# [Exercise directions]
Add 71 to each point coordinate in the lines running from the line containing "For this drill the class indicates the overcast" up to and including the final line, and reproduce all of those lines in full, leaving every other word unchanged.
>> begin
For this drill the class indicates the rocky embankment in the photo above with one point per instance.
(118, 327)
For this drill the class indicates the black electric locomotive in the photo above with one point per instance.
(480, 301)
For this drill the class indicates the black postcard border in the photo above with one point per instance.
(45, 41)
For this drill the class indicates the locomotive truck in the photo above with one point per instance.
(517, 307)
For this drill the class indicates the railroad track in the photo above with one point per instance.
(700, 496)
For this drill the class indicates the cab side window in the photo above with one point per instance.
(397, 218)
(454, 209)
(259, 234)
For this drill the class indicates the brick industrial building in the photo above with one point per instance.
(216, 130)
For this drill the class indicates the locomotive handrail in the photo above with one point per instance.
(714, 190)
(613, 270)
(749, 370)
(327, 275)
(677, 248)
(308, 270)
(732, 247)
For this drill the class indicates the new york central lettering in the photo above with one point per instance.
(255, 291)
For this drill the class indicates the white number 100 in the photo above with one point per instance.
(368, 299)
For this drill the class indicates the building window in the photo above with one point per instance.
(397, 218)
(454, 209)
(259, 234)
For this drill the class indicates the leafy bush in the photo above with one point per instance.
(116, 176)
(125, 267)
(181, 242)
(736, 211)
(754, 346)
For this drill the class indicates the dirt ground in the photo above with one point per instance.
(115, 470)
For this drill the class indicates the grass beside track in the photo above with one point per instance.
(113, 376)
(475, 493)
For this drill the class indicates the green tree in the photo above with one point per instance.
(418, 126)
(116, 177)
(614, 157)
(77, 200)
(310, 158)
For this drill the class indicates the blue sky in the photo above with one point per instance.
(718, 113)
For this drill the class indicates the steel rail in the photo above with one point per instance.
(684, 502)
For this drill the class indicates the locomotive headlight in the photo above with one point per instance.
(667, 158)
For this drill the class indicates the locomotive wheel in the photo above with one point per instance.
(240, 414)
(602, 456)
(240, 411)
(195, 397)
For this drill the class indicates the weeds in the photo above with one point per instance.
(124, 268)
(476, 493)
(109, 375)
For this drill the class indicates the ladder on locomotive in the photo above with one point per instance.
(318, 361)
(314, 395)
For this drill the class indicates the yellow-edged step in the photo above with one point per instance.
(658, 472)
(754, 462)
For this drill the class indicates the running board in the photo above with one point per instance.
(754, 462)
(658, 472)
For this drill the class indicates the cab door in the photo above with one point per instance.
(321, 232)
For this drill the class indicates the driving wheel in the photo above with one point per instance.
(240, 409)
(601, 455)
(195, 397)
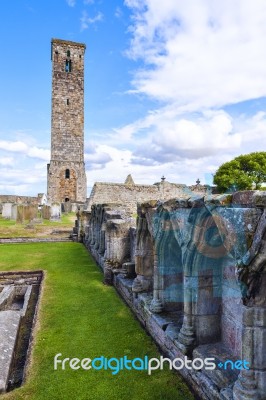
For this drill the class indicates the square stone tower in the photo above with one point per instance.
(66, 179)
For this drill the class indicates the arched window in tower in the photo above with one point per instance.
(68, 66)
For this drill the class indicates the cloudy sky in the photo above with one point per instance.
(172, 87)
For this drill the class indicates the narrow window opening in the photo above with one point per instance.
(68, 66)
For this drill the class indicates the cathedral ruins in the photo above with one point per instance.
(189, 262)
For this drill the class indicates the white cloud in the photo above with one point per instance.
(199, 53)
(118, 12)
(16, 146)
(6, 161)
(36, 152)
(86, 21)
(24, 148)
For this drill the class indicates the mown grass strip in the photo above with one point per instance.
(80, 317)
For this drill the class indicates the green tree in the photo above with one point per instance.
(242, 173)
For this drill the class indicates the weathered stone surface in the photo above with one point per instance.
(199, 254)
(66, 171)
(7, 210)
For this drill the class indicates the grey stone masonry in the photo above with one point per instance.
(66, 171)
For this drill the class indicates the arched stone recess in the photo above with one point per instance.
(144, 254)
(203, 256)
(251, 273)
(68, 184)
(168, 272)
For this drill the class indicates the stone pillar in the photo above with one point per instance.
(251, 384)
(186, 337)
(156, 304)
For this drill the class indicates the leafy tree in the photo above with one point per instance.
(242, 173)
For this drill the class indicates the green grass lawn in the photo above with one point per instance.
(80, 317)
(9, 228)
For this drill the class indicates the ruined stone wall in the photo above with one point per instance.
(199, 284)
(130, 195)
(66, 171)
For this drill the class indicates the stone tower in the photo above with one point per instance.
(66, 172)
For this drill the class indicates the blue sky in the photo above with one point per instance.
(173, 88)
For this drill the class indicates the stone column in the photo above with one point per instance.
(156, 304)
(251, 383)
(186, 337)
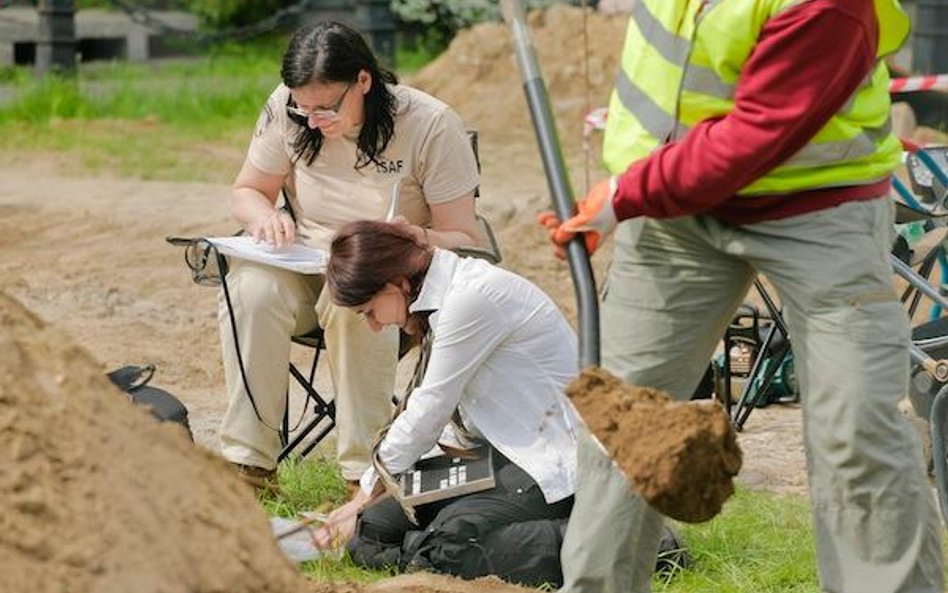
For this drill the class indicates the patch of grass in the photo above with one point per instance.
(762, 542)
(178, 120)
(306, 485)
(316, 485)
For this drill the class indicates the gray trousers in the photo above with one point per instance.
(673, 287)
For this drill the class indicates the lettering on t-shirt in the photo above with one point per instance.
(387, 166)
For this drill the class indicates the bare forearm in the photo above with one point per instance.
(249, 204)
(451, 239)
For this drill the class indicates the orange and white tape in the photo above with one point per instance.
(919, 83)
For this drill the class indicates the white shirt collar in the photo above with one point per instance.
(437, 280)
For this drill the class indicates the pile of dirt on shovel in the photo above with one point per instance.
(680, 457)
(95, 495)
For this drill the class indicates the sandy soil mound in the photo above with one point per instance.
(97, 496)
(680, 457)
(478, 74)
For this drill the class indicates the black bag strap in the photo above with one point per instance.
(132, 377)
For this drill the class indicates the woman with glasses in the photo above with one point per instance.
(338, 137)
(501, 354)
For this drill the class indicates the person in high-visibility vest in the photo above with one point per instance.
(746, 137)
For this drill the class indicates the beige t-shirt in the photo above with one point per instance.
(430, 151)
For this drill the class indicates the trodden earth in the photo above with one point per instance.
(92, 487)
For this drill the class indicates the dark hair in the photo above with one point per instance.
(366, 255)
(332, 52)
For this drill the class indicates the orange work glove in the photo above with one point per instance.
(594, 217)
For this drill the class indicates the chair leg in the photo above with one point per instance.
(321, 411)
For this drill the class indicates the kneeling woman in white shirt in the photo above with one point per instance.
(501, 356)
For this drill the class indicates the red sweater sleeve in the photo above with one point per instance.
(808, 62)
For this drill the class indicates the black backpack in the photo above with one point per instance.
(133, 380)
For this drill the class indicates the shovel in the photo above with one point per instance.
(679, 457)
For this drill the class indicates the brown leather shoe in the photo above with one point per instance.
(262, 480)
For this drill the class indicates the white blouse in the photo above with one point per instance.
(502, 354)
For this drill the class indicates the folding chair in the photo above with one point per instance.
(208, 267)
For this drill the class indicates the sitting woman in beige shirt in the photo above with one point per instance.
(335, 137)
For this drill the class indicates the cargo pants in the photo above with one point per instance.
(673, 287)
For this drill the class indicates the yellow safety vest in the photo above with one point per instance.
(680, 66)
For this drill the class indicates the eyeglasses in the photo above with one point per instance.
(204, 262)
(332, 111)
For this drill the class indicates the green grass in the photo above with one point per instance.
(178, 120)
(761, 542)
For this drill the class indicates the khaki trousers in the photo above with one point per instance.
(672, 289)
(270, 306)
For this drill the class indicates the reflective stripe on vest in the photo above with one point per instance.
(680, 67)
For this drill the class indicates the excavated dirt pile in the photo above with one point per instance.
(95, 495)
(679, 456)
(478, 74)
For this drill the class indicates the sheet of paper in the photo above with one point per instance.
(296, 257)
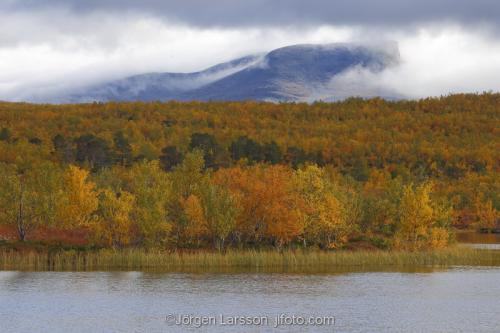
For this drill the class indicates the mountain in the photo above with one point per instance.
(292, 73)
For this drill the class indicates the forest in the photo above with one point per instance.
(218, 175)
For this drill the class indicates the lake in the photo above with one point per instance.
(459, 299)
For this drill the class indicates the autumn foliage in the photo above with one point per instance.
(251, 174)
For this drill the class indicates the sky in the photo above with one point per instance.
(51, 46)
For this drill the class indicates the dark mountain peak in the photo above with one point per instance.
(291, 73)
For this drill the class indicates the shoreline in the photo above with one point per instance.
(292, 261)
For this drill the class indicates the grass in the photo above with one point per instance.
(244, 261)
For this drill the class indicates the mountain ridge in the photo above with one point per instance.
(303, 72)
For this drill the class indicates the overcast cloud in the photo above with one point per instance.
(53, 45)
>> end
# [Exercise response]
For this drill the class indicates the overcast cloud in the photo above with one point per instance.
(124, 116)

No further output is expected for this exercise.